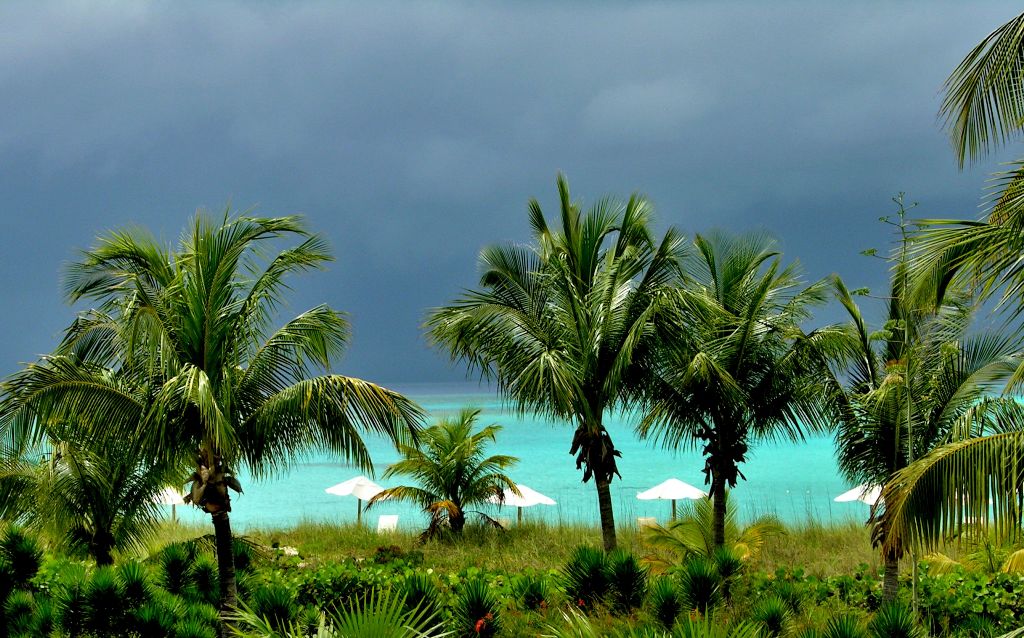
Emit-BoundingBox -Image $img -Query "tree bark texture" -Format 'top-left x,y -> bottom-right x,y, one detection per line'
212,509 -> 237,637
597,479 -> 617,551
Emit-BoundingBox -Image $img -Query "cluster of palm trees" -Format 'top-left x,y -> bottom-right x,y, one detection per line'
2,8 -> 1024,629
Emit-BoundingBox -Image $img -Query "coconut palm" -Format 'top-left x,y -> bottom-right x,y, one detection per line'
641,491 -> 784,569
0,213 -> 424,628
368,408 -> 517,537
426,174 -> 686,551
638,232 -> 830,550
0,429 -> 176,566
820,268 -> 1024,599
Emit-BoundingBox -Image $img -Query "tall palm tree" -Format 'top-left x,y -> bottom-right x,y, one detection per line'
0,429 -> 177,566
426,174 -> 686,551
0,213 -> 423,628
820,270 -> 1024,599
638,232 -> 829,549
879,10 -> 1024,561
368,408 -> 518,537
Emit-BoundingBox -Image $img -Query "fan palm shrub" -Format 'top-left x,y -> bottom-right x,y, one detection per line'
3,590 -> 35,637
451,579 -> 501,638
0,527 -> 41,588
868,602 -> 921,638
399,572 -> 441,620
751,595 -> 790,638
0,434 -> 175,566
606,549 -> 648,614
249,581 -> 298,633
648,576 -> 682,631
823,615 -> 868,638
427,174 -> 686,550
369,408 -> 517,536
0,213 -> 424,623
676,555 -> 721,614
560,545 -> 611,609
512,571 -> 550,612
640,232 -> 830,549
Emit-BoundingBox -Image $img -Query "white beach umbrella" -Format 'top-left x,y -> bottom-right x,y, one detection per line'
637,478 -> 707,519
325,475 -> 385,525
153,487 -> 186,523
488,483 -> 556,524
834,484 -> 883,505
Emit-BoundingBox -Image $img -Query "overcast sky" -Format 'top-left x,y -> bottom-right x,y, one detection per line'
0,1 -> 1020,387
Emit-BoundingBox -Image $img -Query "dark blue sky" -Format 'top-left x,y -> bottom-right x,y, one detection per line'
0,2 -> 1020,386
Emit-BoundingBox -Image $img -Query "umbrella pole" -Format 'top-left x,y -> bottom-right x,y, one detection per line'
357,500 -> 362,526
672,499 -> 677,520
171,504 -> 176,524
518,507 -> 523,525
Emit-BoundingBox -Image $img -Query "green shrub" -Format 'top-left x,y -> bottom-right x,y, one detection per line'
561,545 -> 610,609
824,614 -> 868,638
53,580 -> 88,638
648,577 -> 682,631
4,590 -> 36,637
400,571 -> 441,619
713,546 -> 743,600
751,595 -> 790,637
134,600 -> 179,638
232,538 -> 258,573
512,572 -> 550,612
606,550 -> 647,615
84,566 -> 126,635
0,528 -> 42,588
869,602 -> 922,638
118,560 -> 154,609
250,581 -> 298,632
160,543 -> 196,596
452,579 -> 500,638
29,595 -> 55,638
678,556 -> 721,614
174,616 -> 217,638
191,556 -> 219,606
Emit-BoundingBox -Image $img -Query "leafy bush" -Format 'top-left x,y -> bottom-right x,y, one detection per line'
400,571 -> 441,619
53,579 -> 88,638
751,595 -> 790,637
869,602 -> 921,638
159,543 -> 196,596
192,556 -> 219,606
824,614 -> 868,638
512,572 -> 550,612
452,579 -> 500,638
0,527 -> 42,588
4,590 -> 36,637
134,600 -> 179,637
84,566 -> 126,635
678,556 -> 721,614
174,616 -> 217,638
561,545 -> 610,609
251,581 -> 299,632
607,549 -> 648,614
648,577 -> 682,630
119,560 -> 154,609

━━━

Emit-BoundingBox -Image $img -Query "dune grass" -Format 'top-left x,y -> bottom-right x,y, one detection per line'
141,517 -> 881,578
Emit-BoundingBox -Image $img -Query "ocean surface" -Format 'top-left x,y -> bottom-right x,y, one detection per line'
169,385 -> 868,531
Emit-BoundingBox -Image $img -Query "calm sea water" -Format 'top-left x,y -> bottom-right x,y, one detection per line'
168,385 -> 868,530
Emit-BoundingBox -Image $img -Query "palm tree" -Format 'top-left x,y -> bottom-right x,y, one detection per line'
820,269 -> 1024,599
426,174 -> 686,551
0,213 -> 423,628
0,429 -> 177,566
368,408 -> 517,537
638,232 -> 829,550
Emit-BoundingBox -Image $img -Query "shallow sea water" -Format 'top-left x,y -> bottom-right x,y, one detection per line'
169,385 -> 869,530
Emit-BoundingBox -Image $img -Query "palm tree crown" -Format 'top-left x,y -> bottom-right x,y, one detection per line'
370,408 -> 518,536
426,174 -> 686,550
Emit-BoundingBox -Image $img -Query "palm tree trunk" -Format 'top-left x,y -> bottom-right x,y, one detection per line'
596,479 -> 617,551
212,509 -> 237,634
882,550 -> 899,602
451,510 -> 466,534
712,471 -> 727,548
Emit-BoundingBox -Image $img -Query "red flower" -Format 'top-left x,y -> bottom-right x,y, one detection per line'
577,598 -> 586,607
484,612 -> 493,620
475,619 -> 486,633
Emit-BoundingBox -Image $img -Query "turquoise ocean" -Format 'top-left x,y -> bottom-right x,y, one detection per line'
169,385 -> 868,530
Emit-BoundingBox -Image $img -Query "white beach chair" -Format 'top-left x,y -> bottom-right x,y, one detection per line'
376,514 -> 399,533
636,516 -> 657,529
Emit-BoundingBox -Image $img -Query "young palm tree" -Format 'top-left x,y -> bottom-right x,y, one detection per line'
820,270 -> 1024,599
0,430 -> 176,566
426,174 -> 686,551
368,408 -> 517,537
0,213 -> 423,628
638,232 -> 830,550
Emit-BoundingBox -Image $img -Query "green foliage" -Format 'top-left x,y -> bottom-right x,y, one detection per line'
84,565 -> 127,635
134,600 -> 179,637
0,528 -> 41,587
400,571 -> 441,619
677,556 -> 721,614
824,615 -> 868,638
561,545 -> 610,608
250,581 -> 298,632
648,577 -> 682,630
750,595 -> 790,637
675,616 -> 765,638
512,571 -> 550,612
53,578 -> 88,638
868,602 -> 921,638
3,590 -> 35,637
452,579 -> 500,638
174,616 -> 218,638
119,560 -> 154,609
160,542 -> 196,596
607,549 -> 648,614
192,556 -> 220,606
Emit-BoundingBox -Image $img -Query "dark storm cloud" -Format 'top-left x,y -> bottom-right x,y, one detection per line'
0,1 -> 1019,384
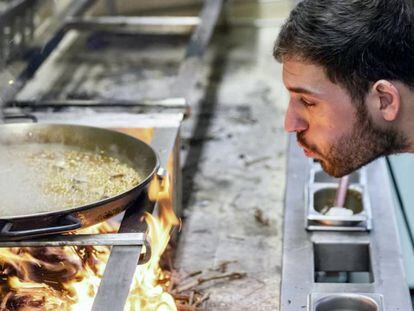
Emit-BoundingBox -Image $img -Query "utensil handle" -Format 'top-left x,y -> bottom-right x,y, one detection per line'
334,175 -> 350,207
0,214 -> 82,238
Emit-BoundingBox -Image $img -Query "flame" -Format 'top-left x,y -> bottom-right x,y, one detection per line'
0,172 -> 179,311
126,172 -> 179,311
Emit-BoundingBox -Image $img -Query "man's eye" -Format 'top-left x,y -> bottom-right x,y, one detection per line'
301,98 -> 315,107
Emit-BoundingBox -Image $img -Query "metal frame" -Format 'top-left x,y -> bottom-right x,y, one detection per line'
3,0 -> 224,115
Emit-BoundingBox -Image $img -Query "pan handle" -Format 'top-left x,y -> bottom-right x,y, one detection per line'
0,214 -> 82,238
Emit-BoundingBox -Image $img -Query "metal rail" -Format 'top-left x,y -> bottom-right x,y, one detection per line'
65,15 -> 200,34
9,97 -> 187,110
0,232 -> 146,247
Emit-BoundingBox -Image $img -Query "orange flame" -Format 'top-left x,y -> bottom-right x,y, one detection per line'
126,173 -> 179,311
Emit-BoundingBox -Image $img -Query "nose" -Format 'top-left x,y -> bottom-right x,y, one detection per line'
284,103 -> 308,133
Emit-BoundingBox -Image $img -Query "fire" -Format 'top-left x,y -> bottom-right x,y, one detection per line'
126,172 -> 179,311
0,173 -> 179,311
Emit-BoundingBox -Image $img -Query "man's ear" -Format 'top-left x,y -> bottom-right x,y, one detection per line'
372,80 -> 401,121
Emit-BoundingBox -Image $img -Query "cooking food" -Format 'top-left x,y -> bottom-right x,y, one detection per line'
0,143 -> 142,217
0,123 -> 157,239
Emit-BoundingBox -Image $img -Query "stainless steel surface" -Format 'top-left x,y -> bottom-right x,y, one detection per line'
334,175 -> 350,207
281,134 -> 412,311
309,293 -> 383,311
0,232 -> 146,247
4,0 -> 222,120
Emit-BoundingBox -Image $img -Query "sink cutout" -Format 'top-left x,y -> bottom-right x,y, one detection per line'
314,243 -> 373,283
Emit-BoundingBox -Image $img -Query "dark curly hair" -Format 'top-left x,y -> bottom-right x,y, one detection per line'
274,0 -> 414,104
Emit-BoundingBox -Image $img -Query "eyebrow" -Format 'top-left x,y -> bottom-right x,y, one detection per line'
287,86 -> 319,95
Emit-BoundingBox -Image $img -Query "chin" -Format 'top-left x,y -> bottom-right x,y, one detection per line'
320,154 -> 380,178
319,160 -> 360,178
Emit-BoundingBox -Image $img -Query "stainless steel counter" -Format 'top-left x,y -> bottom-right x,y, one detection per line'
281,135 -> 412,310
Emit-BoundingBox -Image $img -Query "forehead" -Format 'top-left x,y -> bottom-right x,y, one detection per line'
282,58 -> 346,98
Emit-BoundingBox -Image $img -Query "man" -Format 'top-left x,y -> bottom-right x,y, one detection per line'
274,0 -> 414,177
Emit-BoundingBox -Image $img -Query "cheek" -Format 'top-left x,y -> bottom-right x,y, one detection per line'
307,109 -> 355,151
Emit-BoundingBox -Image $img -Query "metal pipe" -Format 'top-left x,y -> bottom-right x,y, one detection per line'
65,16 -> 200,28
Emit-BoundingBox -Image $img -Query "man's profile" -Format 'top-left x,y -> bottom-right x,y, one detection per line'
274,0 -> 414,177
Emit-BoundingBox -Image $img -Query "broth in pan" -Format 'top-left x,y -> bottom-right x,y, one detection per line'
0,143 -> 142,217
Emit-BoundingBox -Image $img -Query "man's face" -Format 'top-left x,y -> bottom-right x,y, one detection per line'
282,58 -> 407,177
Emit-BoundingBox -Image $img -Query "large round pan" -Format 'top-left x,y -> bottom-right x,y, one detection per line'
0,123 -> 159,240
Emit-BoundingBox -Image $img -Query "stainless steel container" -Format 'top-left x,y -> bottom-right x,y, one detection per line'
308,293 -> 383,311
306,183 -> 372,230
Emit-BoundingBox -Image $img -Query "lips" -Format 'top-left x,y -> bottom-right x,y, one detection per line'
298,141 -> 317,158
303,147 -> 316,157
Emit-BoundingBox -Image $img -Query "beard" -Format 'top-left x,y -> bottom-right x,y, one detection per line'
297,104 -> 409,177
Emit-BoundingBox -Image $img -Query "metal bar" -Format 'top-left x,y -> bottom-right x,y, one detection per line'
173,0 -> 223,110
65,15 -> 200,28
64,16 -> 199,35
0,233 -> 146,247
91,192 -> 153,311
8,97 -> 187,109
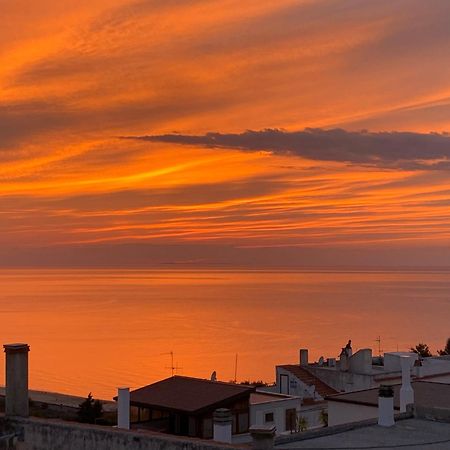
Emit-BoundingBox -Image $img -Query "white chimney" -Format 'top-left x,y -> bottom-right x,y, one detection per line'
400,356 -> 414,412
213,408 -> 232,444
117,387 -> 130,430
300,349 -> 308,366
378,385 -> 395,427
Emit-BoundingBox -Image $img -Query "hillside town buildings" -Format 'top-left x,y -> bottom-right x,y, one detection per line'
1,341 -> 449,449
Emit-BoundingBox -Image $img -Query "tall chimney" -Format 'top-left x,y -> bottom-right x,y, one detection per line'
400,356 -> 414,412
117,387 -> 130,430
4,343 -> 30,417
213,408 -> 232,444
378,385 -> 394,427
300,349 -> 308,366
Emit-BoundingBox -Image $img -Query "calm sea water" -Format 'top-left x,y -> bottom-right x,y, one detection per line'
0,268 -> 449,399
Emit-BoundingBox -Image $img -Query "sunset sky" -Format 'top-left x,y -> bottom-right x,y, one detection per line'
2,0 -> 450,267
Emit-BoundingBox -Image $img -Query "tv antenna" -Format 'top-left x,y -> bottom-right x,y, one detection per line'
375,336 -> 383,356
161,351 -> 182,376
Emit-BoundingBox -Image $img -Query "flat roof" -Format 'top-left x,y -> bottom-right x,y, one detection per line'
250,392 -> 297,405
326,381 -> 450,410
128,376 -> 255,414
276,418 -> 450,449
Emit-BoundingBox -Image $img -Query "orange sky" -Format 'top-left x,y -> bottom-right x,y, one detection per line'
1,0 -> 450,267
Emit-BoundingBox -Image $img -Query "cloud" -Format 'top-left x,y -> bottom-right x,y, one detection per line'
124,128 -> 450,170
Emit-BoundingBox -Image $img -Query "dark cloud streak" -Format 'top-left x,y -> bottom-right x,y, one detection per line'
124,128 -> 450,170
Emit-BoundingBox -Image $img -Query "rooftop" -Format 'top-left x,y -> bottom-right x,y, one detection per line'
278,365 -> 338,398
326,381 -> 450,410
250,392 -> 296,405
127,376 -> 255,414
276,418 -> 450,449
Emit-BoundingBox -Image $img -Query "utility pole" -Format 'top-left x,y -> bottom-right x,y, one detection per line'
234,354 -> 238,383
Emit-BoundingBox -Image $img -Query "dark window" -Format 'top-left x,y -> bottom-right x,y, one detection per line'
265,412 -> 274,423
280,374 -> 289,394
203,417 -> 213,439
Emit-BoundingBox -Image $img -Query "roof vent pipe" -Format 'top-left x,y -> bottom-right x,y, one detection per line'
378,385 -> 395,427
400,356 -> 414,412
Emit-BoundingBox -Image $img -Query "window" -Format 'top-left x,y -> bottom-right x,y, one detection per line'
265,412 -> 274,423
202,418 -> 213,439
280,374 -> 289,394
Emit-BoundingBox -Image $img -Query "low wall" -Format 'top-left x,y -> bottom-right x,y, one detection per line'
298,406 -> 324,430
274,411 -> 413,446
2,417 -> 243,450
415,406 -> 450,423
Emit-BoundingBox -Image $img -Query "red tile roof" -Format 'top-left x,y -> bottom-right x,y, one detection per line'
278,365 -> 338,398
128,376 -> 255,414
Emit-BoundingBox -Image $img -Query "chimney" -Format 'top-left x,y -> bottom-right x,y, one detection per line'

━━━

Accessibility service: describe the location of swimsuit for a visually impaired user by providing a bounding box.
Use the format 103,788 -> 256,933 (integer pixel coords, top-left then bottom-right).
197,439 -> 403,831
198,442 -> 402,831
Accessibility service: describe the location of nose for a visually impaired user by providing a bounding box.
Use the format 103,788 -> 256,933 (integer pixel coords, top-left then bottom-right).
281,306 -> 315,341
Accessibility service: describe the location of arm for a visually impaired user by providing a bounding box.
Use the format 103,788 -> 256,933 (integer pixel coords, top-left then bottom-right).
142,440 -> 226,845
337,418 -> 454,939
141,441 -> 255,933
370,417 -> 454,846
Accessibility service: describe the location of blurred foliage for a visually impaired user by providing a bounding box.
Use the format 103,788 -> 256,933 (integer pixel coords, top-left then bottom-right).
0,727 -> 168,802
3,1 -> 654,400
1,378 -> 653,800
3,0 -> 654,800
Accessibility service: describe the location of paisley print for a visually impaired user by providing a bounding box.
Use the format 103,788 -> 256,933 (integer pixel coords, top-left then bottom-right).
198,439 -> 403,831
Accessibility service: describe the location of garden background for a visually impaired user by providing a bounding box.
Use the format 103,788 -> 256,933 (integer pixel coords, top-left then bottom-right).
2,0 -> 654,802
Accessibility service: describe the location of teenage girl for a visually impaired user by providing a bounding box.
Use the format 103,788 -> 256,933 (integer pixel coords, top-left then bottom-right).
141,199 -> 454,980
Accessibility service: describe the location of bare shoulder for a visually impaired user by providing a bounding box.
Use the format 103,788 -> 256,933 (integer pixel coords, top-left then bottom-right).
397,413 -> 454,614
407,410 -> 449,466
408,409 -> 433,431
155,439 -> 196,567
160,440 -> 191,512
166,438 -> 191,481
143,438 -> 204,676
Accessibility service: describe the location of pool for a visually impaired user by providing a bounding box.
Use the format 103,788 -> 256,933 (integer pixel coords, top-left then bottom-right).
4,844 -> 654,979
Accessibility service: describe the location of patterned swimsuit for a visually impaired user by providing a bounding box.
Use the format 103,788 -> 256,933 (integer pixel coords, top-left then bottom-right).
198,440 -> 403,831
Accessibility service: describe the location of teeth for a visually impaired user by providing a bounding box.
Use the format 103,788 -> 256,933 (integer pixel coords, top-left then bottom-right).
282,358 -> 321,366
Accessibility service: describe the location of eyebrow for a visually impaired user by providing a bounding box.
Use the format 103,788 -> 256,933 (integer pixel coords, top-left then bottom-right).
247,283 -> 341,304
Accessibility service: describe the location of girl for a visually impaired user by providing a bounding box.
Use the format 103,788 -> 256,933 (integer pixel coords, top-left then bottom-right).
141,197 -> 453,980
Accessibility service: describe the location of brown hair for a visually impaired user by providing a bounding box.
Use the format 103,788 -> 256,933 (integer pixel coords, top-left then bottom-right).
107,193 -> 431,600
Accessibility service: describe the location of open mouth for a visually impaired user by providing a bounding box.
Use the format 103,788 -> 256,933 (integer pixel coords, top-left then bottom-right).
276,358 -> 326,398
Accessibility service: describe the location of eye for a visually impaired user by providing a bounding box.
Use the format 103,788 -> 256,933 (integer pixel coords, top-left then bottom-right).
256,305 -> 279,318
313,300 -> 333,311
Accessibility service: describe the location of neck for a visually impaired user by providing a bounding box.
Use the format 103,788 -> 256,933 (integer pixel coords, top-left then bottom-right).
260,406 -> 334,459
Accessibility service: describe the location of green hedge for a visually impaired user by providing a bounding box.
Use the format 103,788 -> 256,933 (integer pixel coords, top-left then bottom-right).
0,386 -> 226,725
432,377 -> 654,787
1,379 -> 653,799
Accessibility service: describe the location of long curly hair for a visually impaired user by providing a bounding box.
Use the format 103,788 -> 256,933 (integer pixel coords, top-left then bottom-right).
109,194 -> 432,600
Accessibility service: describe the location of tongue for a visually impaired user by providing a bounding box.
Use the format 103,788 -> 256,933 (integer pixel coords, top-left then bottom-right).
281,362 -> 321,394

━━━

» **Problem requirements**
Show all lines from the data that contain "swimsuit".

» **Written answer**
Accessibility service: describe the location of swimsuit for a visually impaired user by providing a bounding box.
Accessibility service: describe the location of patterned swimsuit for a visually impaired user by providing a bounding box.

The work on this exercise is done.